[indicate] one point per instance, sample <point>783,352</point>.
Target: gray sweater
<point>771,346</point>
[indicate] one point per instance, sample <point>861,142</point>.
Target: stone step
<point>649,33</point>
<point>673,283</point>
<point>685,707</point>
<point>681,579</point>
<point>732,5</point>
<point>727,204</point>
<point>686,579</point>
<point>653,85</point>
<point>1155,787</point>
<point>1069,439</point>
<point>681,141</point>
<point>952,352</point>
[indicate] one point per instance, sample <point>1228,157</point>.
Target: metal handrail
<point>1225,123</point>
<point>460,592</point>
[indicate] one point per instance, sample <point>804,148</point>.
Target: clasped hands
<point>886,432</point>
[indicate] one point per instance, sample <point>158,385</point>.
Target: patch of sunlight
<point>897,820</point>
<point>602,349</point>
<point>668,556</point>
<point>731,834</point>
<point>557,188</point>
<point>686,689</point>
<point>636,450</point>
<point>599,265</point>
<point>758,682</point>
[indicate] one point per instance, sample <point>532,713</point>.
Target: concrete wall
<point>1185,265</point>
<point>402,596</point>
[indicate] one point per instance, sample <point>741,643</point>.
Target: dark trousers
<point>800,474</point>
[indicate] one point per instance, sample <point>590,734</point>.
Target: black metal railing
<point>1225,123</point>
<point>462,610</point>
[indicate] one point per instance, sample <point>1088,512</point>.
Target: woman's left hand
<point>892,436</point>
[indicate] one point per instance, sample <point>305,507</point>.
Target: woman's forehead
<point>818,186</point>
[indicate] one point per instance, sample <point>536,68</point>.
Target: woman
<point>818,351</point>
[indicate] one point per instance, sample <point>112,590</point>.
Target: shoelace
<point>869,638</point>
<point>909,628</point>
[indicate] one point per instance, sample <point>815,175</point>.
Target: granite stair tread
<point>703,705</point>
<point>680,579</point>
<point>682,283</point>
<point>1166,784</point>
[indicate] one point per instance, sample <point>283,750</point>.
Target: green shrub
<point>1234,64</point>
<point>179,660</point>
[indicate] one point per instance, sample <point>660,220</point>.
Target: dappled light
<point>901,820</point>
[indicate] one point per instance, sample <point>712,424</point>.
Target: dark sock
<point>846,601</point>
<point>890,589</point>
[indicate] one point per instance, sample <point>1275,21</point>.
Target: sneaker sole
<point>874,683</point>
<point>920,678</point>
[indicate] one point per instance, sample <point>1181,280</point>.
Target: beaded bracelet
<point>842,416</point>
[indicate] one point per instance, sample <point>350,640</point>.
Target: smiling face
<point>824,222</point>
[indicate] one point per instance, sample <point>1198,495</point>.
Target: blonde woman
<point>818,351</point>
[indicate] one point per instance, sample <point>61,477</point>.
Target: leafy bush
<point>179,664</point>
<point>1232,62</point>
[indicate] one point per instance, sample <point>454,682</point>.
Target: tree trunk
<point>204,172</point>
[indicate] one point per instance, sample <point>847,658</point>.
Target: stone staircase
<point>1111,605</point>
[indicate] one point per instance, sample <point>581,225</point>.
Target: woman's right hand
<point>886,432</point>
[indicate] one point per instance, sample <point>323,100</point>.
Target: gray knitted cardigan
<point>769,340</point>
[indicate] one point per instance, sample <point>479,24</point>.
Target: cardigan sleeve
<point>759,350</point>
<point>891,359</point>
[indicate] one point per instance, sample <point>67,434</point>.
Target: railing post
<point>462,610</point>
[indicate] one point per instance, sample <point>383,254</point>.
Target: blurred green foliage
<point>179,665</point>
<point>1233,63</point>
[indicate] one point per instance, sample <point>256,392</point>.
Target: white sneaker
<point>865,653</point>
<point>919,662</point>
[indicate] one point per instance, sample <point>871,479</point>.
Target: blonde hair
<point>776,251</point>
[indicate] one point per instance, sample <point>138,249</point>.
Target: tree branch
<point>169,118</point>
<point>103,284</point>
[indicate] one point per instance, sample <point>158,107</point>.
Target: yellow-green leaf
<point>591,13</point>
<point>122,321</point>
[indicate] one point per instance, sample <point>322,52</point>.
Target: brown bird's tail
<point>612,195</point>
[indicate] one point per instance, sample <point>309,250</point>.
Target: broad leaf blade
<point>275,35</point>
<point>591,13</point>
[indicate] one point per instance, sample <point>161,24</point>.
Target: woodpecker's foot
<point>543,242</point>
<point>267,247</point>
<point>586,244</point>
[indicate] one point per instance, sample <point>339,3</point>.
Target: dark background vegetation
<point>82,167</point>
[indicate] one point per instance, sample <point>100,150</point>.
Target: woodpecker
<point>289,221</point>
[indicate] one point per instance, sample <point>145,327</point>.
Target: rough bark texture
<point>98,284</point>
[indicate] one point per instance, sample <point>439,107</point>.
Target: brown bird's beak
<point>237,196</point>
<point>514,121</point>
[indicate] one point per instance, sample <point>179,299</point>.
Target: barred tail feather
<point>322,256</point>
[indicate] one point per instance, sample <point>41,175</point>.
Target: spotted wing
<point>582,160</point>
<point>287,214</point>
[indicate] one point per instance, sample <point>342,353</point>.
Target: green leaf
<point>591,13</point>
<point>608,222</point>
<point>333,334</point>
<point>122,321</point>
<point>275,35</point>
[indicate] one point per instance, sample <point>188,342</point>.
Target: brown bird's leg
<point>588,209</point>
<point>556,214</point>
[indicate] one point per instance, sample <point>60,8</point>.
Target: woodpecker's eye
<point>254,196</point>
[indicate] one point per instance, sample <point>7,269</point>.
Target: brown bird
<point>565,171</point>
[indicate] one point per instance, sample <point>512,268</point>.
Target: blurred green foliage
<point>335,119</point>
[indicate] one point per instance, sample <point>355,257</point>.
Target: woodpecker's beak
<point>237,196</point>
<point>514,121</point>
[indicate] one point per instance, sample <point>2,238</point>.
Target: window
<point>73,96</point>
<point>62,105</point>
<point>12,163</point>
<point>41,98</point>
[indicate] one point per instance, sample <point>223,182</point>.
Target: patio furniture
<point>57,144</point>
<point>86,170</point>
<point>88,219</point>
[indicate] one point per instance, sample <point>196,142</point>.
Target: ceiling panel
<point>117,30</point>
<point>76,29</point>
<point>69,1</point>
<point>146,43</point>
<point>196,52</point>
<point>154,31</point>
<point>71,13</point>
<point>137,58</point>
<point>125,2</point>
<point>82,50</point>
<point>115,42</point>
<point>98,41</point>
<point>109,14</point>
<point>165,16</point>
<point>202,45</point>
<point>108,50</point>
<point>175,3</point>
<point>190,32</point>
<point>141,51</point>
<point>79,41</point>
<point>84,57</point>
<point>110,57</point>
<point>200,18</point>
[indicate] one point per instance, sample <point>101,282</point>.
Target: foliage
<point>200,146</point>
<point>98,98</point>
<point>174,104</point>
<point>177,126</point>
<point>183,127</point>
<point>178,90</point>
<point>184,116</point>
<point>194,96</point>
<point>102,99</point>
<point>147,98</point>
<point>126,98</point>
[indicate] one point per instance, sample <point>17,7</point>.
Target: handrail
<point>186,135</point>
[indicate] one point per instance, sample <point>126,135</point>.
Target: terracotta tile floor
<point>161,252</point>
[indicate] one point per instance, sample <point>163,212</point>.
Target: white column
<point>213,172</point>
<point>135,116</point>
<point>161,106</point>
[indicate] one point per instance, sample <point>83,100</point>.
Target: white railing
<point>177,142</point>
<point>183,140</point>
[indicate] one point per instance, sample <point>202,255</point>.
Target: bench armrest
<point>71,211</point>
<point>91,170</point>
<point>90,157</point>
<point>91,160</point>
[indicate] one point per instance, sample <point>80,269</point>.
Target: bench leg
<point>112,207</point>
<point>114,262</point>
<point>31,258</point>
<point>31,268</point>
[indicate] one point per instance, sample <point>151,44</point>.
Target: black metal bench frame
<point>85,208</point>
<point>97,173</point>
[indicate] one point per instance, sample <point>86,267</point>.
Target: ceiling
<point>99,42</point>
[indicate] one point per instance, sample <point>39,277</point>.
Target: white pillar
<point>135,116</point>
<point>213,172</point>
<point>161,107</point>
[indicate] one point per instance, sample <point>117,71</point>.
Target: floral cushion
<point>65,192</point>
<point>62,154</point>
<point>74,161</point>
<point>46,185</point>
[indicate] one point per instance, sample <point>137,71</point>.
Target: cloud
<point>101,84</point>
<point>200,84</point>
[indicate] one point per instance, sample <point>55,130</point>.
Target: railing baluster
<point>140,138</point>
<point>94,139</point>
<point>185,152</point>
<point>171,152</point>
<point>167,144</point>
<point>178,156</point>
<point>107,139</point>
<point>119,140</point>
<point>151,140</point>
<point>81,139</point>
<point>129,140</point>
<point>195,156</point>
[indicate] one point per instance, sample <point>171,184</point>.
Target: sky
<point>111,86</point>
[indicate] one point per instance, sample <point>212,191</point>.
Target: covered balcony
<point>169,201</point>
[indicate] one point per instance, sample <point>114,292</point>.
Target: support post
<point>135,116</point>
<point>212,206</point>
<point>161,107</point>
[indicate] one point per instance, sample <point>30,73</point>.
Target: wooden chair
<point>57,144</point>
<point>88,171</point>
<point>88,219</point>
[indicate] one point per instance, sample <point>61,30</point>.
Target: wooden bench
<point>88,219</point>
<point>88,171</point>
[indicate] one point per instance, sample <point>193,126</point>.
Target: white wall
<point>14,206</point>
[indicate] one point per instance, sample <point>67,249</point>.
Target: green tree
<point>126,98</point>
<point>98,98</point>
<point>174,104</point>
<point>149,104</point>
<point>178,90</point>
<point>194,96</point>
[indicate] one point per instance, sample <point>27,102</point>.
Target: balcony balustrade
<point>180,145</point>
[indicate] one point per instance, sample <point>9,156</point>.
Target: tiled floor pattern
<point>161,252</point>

**What you are asked to do**
Start with the first line of the data and print every line exactly. The line containing "instance, sample <point>158,385</point>." is the last one to include.

**Exercise result**
[indicate] one point per instance, sample <point>783,352</point>.
Target: gray sweater
<point>771,346</point>
[indicate] one point per instance, sample <point>861,142</point>.
Target: stone step
<point>649,33</point>
<point>673,283</point>
<point>685,707</point>
<point>681,579</point>
<point>732,5</point>
<point>727,204</point>
<point>686,579</point>
<point>653,85</point>
<point>1155,787</point>
<point>1069,439</point>
<point>681,141</point>
<point>952,352</point>
[indicate] one point per instance, sample <point>1228,157</point>.
Target: metal handrail
<point>1225,123</point>
<point>460,592</point>
[indicate] one point per instance, sample <point>804,148</point>.
Target: clasped hands
<point>886,432</point>
[indicate] one point per instance, sample <point>158,385</point>.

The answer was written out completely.